Raw records
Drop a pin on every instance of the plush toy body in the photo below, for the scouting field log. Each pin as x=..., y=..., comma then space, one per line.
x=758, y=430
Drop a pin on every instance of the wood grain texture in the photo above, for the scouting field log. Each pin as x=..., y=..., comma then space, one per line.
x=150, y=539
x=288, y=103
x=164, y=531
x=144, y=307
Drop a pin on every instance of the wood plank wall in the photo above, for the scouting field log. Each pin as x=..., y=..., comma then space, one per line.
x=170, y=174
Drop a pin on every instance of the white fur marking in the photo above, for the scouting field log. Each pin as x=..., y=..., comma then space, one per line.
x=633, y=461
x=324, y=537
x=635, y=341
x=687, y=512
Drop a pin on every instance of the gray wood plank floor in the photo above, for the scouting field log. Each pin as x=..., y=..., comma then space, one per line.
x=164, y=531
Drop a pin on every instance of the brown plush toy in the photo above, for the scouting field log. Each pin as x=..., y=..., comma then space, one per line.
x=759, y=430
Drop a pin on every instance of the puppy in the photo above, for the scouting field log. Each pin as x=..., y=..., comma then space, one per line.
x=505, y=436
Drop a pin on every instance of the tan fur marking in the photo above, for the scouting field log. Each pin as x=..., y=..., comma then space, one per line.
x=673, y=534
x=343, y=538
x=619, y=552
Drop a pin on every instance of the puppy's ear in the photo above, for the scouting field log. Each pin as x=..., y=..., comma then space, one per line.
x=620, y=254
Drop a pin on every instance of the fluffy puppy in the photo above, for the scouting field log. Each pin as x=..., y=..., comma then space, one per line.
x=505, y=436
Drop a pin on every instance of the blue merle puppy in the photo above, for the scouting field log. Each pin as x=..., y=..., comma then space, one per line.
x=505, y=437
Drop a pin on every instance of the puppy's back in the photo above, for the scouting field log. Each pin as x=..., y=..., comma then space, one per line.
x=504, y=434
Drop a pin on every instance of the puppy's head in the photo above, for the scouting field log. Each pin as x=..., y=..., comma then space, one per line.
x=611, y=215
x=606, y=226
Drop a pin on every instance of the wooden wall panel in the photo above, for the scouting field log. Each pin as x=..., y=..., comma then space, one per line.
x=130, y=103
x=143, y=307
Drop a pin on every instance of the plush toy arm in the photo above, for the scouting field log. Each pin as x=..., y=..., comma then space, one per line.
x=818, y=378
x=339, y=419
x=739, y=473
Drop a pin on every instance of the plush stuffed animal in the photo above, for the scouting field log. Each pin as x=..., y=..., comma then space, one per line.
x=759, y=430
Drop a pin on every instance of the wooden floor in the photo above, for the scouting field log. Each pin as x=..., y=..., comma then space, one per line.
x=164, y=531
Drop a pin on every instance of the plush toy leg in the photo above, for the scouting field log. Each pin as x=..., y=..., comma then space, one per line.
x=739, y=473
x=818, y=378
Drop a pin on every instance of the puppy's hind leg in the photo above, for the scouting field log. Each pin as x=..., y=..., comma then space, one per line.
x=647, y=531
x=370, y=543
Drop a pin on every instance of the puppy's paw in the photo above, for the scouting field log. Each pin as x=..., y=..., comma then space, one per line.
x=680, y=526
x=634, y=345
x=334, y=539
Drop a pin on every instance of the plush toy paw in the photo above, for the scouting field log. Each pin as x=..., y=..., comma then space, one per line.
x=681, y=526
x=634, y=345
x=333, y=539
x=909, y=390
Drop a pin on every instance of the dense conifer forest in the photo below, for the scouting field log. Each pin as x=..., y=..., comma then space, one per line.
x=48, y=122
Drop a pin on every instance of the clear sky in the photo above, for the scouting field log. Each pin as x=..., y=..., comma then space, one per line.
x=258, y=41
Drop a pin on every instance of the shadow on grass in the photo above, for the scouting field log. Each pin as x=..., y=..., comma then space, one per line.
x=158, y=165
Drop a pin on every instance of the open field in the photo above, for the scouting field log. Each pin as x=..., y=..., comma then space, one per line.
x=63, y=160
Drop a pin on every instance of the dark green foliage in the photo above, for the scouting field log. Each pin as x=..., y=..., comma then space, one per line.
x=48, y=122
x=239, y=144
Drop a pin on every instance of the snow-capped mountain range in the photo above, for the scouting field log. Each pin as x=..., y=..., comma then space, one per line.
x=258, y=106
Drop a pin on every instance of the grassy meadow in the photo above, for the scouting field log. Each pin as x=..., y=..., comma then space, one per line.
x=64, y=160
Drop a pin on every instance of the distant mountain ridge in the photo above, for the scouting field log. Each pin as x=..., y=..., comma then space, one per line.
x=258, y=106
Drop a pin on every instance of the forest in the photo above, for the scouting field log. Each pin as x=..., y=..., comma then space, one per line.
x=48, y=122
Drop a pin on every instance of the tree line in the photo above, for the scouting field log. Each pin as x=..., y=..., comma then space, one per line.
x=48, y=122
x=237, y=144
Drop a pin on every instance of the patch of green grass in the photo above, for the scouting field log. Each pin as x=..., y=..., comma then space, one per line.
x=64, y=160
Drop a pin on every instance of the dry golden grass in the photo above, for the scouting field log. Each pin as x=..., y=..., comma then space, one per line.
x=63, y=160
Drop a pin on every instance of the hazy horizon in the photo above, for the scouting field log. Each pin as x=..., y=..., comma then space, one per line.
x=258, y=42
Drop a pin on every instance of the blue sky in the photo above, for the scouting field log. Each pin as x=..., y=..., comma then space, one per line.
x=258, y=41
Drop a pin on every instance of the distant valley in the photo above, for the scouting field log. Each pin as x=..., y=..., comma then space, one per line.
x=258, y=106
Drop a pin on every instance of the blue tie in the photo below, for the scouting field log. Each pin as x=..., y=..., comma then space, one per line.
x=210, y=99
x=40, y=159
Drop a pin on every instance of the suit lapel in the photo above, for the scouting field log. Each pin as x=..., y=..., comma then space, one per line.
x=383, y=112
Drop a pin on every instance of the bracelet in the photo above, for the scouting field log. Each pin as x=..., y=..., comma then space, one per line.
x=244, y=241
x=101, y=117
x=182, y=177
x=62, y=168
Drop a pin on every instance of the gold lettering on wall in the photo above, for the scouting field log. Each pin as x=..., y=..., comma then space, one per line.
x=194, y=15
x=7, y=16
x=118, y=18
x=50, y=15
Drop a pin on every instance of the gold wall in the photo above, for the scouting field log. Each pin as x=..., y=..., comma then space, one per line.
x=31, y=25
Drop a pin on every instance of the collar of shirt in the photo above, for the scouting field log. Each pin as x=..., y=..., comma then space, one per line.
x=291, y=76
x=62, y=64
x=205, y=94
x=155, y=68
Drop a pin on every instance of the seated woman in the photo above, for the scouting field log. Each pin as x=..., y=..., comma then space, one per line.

> **Do this**: Quote the data above in full, changing nothing.

> **Written answer**:
Drop a pin on every instance of the plush toy body in the photo below, for the scouting field log. Each pin as x=..., y=..., comma then space, one per line.
x=758, y=430
Drop a pin on every instance of the wood grain texture in the photo above, for the scouting field log. Each pin as x=..., y=..., comma then space, one per line.
x=150, y=539
x=288, y=103
x=164, y=531
x=144, y=307
Drop a pin on every instance of the wood plank wall in the photo above, for the scouting field log. Each pin as x=..., y=..., comma then space, one per line.
x=170, y=174
Drop a pin on every instance of the white fur marking in the photo above, for the scouting field log. Each pin as x=..., y=..., comma then space, one per line.
x=633, y=461
x=324, y=537
x=635, y=341
x=687, y=512
Drop a pin on every instance of the gray wood plank floor in the photo above, for the scouting field log. Each pin as x=..., y=..., comma then space, one per line.
x=164, y=531
Drop a pin on every instance of the brown plush toy in the photo above, for the scouting field log. Each pin as x=..., y=..., comma then space, one per line.
x=759, y=430
Drop a pin on every instance of the puppy in the photo above, for the scouting field log. Each pin as x=..., y=..., comma then space, one per line.
x=505, y=436
Drop a pin on every instance of the tan fur marking in the photo above, for the scouting field log. Each pin as x=..., y=..., comma then space, one per line.
x=673, y=534
x=343, y=538
x=619, y=552
Drop a pin on every instance of the puppy's ear in the photo above, for the scouting field log. Each pin as x=..., y=..., comma then space, one per line.
x=620, y=254
Drop a pin on every instance of the fluffy puppy in the photo above, for the scouting field log. Each pin as x=..., y=..., comma then space, one per line.
x=505, y=436
Drop a pin on every instance of the blue merle puppy in the photo above, for the scouting field log. Each pin as x=..., y=..., comma then space, one per line.
x=505, y=437
Drop a pin on every instance of the puppy's back in the photo above, for the scouting field log. Each pin as x=..., y=..., comma then space, one per line.
x=504, y=434
Drop a pin on every instance of the puppy's head in the photo above, for the scouting field log. Each pin as x=..., y=..., comma then space, one per line.
x=611, y=215
x=606, y=226
Drop a pin on every instance of the wooden wall panel in the photo above, for the scouting field log. Each pin as x=..., y=..., comma then space, one per line.
x=130, y=103
x=143, y=307
Drop a pin on every instance of the plush toy arm in the photo above, for the scouting field log. Each pin as x=..., y=..., comma then space, one per line.
x=818, y=378
x=339, y=419
x=739, y=473
Drop a pin on every instance of the plush stuffed animal in the photo above, for the scouting field log. Each pin as x=..., y=..., comma then space, one per line.
x=759, y=430
Drop a pin on every instance of the wooden floor in the photo above, for the scouting field log. Each pin as x=..., y=..., comma then space, one per line.
x=164, y=531
Drop a pin on every instance of the plush toy leg in the photo above, for the scouting field log. Each pin as x=..., y=..., comma then space, one per line.
x=739, y=473
x=818, y=378
Drop a pin on every instance of the puppy's hind leg in the photo above, for the scouting field log. Each pin as x=..., y=..., comma then space, one per line.
x=647, y=531
x=370, y=543
Drop a pin on every instance of the puppy's paw in the photo above, for the scouting field log. Each pin as x=..., y=..., comma then space, one per line.
x=680, y=526
x=634, y=345
x=334, y=539
Drop a pin on every instance of the plush toy paw in the photo above, for the scouting field log. Each pin as x=..., y=..., comma then space, one per line.
x=681, y=526
x=634, y=345
x=333, y=539
x=909, y=390
Drop a pin on every instance of the dense conifer forest in the photo below, for the scouting field log. Each pin as x=..., y=..., comma then space, one per line.
x=48, y=122
Drop a pin on every instance of the clear sky in the photo above, for the scouting field log. Each pin as x=..., y=..., comma then space, one per line.
x=258, y=41
Drop a pin on every instance of the shadow on grass in the photo above, for the scouting field log. Each pin as x=..., y=..., comma then space, one per line.
x=158, y=165
Drop a pin on every instance of the open field in the photo above, for the scouting field log. Each pin as x=..., y=..., comma then space, one per line.
x=63, y=160
Drop a pin on every instance of the dark green foliage in the photo above, for the scouting field log. Each pin as x=..., y=..., comma then space, one per line.
x=48, y=122
x=239, y=144
Drop a pin on every instance of the snow-capped mountain range in the photo above, for the scouting field log. Each pin as x=..., y=..., comma then space, one per line.
x=258, y=106
Drop a pin on every instance of the grassy meadow in the photo above, for the scouting field log. Each pin as x=..., y=..., comma then space, one per line.
x=64, y=160
Drop a pin on every instance of the distant mountain ridge in the photo above, for the scouting field log. Each pin as x=..., y=..., comma then space, one per line.
x=258, y=106
Drop a pin on every instance of the forest in the photo above, for the scouting field log. Each pin as x=..., y=..., comma then space, one per line.
x=48, y=122
Drop a pin on every instance of the tree line in the photo above, for the scouting field log. Each pin as x=..., y=..., comma then space, one per line.
x=48, y=122
x=237, y=144
Drop a pin on every instance of the patch of green grass in the photo above, for the scouting field log. Each pin as x=..., y=..., comma then space, one per line.
x=64, y=160
Drop a pin on every instance of the dry golden grass in the photo above, for the scouting field log. Each pin as x=..., y=..., comma then space, one per line.
x=63, y=160
Drop a pin on every instance of the hazy horizon in the photo above, for the scouting field log. Each pin as x=..., y=..., comma then space, one per line.
x=258, y=42
Drop a pin on every instance of the blue sky in the photo above, for the scouting field log. Each pin as x=..., y=..., comma then space, one per line.
x=258, y=41
Drop a pin on every instance of the distant valley in the photo above, for the scouting field log. Each pin as x=..., y=..., comma then space, one per line.
x=258, y=106
Drop a pin on every instance of the blue tie in the photo below, for the scouting field log. Each pin as x=..., y=..., comma then space, one per line.
x=210, y=99
x=40, y=159
Drop a pin on every instance of the suit lapel in the photo above, for the scouting field log. Each pin as x=..., y=..., comma then space, one per line.
x=383, y=112
Drop a pin on every instance of the bracelet in the photo above, for the scouting field log. Each pin as x=..., y=..., comma then space, one per line.
x=244, y=241
x=101, y=117
x=182, y=177
x=62, y=168
Drop a pin on every instance of the gold lettering on wall in the photo above, for the scouting field log. Each pin as x=..., y=..., comma then space, one per line.
x=194, y=15
x=7, y=16
x=118, y=18
x=50, y=15
Drop a pin on every instance of the gold wall in the photo above, for the scouting field log. Each pin as x=..., y=..., comma then space, one per line.
x=31, y=25
Drop a pin on every instance of the collar of shirt in the photo above, for the scouting field log. Each pin as x=..., y=..., comma then space, one per line.
x=291, y=76
x=62, y=64
x=205, y=94
x=155, y=68
Drop a pin on every instance of the seated woman in the photo above, for the scouting field log. Each pin as x=..., y=..., comma then space, one per line.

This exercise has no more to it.